● **GOAL OF THE EXERCISE**
Rescale the listing below from the line with "the white background" to the line with "[0, 402, 480, 462]", both included: write out every one of those lines, requests too, with each bounding-box coordinate multiplied by 1.85 and rounded to a whole number, halves up. Give only these lines and leave out the pictures.

● **STORED DATA**
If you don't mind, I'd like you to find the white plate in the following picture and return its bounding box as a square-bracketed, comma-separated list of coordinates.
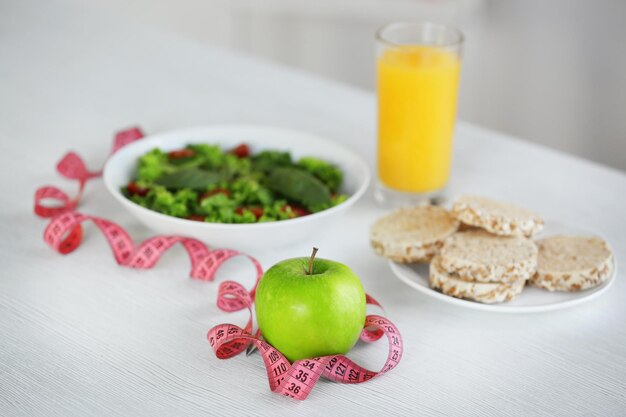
[389, 222, 617, 313]
[103, 125, 370, 251]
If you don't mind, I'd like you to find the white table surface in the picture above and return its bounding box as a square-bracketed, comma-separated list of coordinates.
[0, 0, 626, 416]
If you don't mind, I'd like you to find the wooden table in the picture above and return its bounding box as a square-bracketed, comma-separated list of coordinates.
[0, 0, 626, 416]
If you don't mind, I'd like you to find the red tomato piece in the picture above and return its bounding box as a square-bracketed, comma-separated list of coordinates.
[126, 182, 150, 197]
[235, 207, 264, 220]
[167, 149, 196, 160]
[230, 143, 250, 158]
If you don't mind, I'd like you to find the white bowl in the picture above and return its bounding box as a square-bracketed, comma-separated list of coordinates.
[103, 125, 370, 250]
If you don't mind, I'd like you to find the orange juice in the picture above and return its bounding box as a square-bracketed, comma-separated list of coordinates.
[377, 46, 461, 193]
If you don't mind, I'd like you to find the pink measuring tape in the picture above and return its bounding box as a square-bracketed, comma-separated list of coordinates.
[34, 128, 403, 400]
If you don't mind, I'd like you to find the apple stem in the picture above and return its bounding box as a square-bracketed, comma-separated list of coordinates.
[309, 248, 317, 275]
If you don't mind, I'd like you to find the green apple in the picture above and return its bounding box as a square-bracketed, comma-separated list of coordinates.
[255, 248, 365, 362]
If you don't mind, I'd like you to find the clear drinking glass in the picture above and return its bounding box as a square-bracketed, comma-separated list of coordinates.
[375, 22, 463, 206]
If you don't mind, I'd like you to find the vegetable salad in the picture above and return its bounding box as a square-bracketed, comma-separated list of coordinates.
[122, 144, 347, 223]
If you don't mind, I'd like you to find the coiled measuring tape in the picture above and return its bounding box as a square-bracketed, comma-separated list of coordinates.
[34, 128, 403, 400]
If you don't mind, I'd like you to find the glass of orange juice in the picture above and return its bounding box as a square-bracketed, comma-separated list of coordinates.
[375, 22, 463, 206]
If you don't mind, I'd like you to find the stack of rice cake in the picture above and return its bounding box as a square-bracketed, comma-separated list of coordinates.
[370, 196, 613, 303]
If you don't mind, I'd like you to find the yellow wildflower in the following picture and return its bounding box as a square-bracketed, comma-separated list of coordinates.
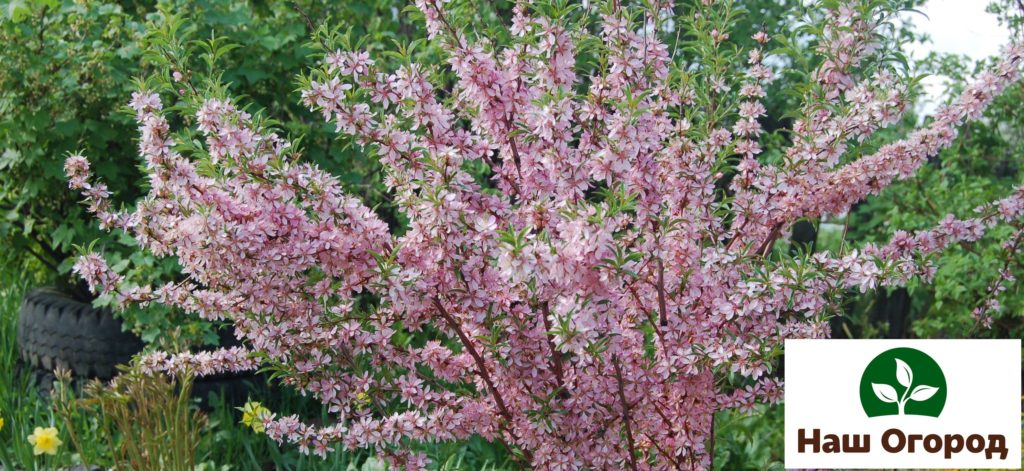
[239, 400, 270, 433]
[29, 427, 63, 455]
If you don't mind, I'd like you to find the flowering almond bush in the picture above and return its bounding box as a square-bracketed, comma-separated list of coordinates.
[66, 0, 1024, 470]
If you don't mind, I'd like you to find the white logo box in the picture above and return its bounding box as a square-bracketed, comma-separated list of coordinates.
[784, 339, 1021, 469]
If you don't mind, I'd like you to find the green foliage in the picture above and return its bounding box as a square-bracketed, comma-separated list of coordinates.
[715, 405, 784, 471]
[848, 49, 1024, 338]
[0, 0, 416, 344]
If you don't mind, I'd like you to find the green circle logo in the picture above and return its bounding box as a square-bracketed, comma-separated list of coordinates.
[860, 347, 946, 417]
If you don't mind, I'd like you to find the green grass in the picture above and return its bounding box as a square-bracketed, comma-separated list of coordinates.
[0, 255, 512, 471]
[0, 256, 782, 471]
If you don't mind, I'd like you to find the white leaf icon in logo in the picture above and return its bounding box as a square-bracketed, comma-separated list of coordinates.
[896, 358, 913, 388]
[910, 385, 939, 402]
[871, 383, 899, 402]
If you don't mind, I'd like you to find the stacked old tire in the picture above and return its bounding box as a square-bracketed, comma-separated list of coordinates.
[17, 288, 265, 406]
[17, 288, 142, 379]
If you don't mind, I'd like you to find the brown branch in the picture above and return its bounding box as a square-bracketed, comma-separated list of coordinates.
[611, 355, 638, 471]
[657, 256, 669, 327]
[432, 296, 534, 463]
[541, 301, 569, 399]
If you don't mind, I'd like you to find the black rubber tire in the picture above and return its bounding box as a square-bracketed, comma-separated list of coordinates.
[17, 288, 142, 379]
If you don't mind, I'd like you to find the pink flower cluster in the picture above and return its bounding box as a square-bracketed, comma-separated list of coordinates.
[67, 0, 1024, 470]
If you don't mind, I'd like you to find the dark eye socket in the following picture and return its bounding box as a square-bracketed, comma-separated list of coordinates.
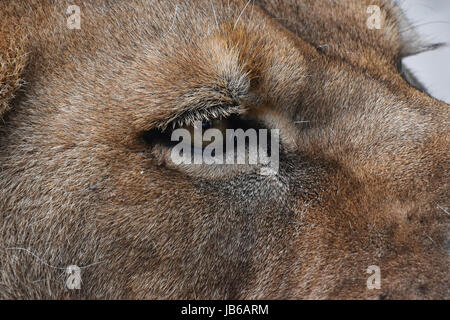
[142, 115, 263, 148]
[397, 59, 427, 92]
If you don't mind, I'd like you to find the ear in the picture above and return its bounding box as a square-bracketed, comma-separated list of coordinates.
[0, 15, 28, 123]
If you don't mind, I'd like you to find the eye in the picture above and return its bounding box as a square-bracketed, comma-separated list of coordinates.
[178, 117, 230, 149]
[143, 115, 262, 149]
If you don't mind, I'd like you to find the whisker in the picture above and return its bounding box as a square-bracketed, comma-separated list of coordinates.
[233, 0, 252, 30]
[209, 0, 219, 31]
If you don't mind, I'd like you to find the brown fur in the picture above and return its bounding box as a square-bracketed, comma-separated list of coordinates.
[0, 0, 450, 299]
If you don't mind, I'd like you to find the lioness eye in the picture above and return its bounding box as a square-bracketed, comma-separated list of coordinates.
[180, 118, 236, 148]
[143, 115, 260, 149]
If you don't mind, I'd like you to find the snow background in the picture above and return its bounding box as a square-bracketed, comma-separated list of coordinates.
[397, 0, 450, 104]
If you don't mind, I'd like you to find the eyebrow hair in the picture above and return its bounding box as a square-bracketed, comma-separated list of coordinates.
[156, 100, 245, 131]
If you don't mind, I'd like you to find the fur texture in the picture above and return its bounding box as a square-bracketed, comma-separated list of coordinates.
[0, 0, 450, 299]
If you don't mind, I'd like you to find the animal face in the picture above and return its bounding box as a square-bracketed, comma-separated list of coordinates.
[0, 0, 450, 299]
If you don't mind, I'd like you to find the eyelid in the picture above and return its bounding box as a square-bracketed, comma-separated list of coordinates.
[160, 104, 245, 131]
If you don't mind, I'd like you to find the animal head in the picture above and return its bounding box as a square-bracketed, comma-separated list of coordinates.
[0, 0, 450, 299]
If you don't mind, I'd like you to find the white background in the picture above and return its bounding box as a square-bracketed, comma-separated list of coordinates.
[397, 0, 450, 103]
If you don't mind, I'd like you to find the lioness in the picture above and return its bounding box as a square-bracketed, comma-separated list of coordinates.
[0, 0, 450, 299]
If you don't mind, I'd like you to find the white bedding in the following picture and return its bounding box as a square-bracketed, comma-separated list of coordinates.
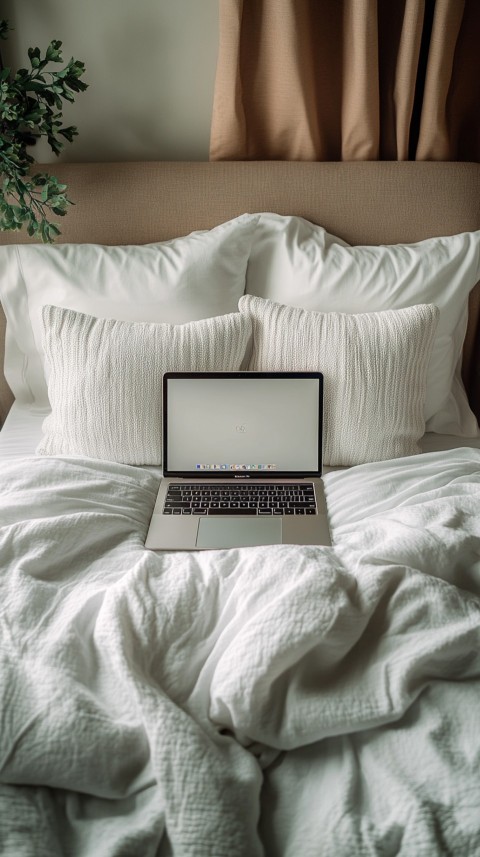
[0, 448, 480, 857]
[0, 402, 480, 462]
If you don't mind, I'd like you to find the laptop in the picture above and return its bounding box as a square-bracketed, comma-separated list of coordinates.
[145, 372, 331, 550]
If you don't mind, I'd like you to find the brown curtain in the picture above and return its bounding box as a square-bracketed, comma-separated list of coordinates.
[210, 0, 480, 161]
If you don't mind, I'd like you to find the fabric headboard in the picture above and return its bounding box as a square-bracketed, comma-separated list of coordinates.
[0, 161, 480, 418]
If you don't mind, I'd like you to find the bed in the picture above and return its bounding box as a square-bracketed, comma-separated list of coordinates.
[0, 162, 480, 857]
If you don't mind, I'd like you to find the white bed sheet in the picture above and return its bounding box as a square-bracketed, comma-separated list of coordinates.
[0, 402, 480, 464]
[0, 449, 480, 857]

● **EXPECTED ANSWER**
If you don't mind, I'd like you to find the white background in the picture above and return its bounding box as a square-bracketed, comma-separated list of coordinates.
[734, 0, 833, 191]
If you don't mind, I'd like you to find the lioness in the picture above and return its bounding box as a square-bracketed, comma-separated list of coordinates.
[0, 0, 833, 553]
If you don't mind, I'd like you to find the white bedding in the following picture and return its bounding box as a square-bracketed, comma-separated list of coordinates.
[0, 829, 888, 1585]
[0, 744, 888, 855]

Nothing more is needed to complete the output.